* [SELECTED EXTRACT]:

An hour or so later, my phone rang. "He's fine now. He's having milk and cookies in the kitchen, and he's telling us that he's sad that you said goodbye, but that Daddy will pick him up later."
I think he bounced back faster than I did, the little stinker.
*
I don't know about you, but I don't think I can take any more studies revealing that maternal mental illness, vaccines, television, cell phones, or, who knows, hearing the collected works of Andrew Lloyd Webber in utero (though that last wouldn't surprise me) causes autism. I just can't. Can we call a truce for a while? Please?
In the meantime, I think I just need to read Emily every time a new study comes out, so I can be sure my science comes pre-analyzed and pre-debunked by a trusted source.
[Oh, and random factoid: a casual Google search tonight of the terms "autism cause" returned a mere 619,000 entries, dwarfed by the whopping 112,000,000 returned for a search of "Britney Spears." So don't even begin to tell me what that says about our culture's priorities.]
*
Finally, and without too many details, we had our very first actually successful playdate yesterday, by which I mean that Isaac met a new child and new parents in a new house, played with the boy (a little), laughed with him and seemed to enjoy himself--for quite a sustained period. It helped that the parents were delightful, the boy was gentle and tolerant and funny and sweet, he had exciting toys, and there were plenty of opportunities for breaks when Isaac needed them. We were genuinely sorry to leave, and Isaac remarked in his bath last night that he wanted to go back to their house. As did we.
Wow. Don't want to jinx it, but it seems...promising.
Please be patient with me. I'll try to keep the tumbleweed to a minimum this week.
I keep coming back to this one thought: Thank god we are not alone. Not only have we been there, but we keep going back there--just by way of different streets, if you will. It seems the destination doesn't often change, only the path we take to reach it.
I think I'm a lot like you (and we know our boys share many traits), most of the time I can keep it together. But sometimes, that tendency to overthink things, to read something into everything, is overwhelming.
Enuf said. Hang tough, sweetie. You're doing an awesome job. And I know, it's not easy.
Posted by: kristen | May 06, 2008 at 05:15 AM
Must be something in the wind that we are all catching scent of. As I wrote in my email to you, it's been a tough time around here, too. The hardest part is how I have been handling it —which is to say, not well.
Sometimes we do need to step away to regain perspective before we can jump back in and work it out with the help of our friends. Sometimes it isn't even about working anything out so much as simply allowing ourselves the time and space to feel things and move through them or with them.

* [DATASET ENTRIES]:
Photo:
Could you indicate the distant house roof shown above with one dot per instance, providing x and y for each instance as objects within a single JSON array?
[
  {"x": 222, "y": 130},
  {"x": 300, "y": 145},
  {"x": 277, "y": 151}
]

* [ACTIVITIES]:
1 - According to the blog post, what did Isaac say in his bath after the playdate?
2 - In the part of the blog post that opens with the words "I think he bounced" and closes with "a while? Please?", substitute "rascal" for "stinker".
The listing comes from a separate source, unrelated to the blog post.

* [YOUR WRITTEN ANSWERS]:
1 - He said that he wanted to go back to their house.

2 -
I think he bounced back faster than I did, the little rascal.
*
I don't know about you, but I don't think I can take any more studies revealing that maternal mental illness, vaccines, television, cell phones, or, who knows, hearing the collected works of Andrew Lloyd Webber in utero (though that last wouldn't surprise me) causes autism. I just can't. Can we call a truce for a while? Please?